TEXT BLOCK:
........

NAIROBI, March 8, 2015 — Driven by modern services, Kenya’s economic performance has improved significantly over the past decade, according to a new World Bank report released today.
The 2016 Kenya Country Economic Memorandum (CEM): “From Economic Growth to Jobs and Shared Prosperity, takes a bird’s-eye view of Kenya’s economy, zooms in on some of the key bottlenecks, and proposes some “how-to” ideas.
Between 2006 and 2013, 72% of the increase in gross domestic product (GDP) came from services, the report notes. Expansion in services such as financial intermediation and mobile communications have also stimulated demand for other services, such as trade, according to the report.
The report also shows that agriculture, the mainstay of Kenya’s economy, and manufacturing have stagnated and have not created enough jobs for Kenya’s growing working age population. Most of the jobs are created by the informal economy and are concentrated in low-productivity areas such as trade, hospitality, and jua kali, entrepreneurs who can be hired to do just about any task.
“Improving the ease of doing business is vital for job creation and higher productivity. However, there is still a need for creating job opportunities for the rural poor, for poverty reduction and achieving shared prosperity,” said Apurva Sanghi, World Bank lead economist and program leader for Kenya. “Reviving agriculture, in particular, remains the pathway for poverty reduction.”
According to the report, accelerating growth to meet Kenya’s development goals requires technological advances and innovation that raise firms’ productivity, as only a few Kenyan firms have come up with products that are actually new to the domestic market. It will also require macroeconomic stability to boost investment and savings, the report adds. As the government strives to build its energy and transport infrastructure, the report recommends improvements in the public investment management process and better execution.

........

[Dataset records]

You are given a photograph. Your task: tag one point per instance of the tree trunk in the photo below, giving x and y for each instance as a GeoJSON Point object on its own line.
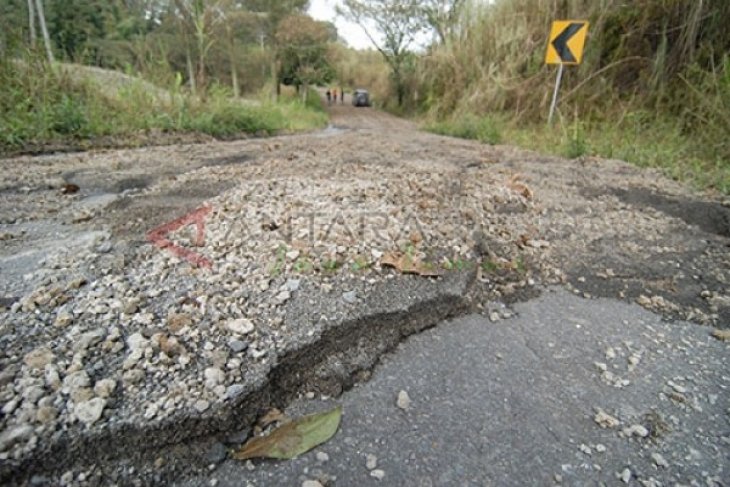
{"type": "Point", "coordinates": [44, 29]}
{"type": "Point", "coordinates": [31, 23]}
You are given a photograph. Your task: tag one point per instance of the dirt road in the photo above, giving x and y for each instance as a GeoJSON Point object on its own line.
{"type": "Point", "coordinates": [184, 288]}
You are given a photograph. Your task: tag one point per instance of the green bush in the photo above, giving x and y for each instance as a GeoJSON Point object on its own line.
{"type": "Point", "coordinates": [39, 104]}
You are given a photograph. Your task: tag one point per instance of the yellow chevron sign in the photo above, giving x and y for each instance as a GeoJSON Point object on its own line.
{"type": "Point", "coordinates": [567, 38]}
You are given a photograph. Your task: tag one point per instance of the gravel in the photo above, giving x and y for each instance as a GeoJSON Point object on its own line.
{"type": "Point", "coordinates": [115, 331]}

........

EXERCISE AIM: According to the text on Kenya's economy, what share of the increase in GDP between 2006 and 2013 came from services?

YOUR RESPONSE: 72%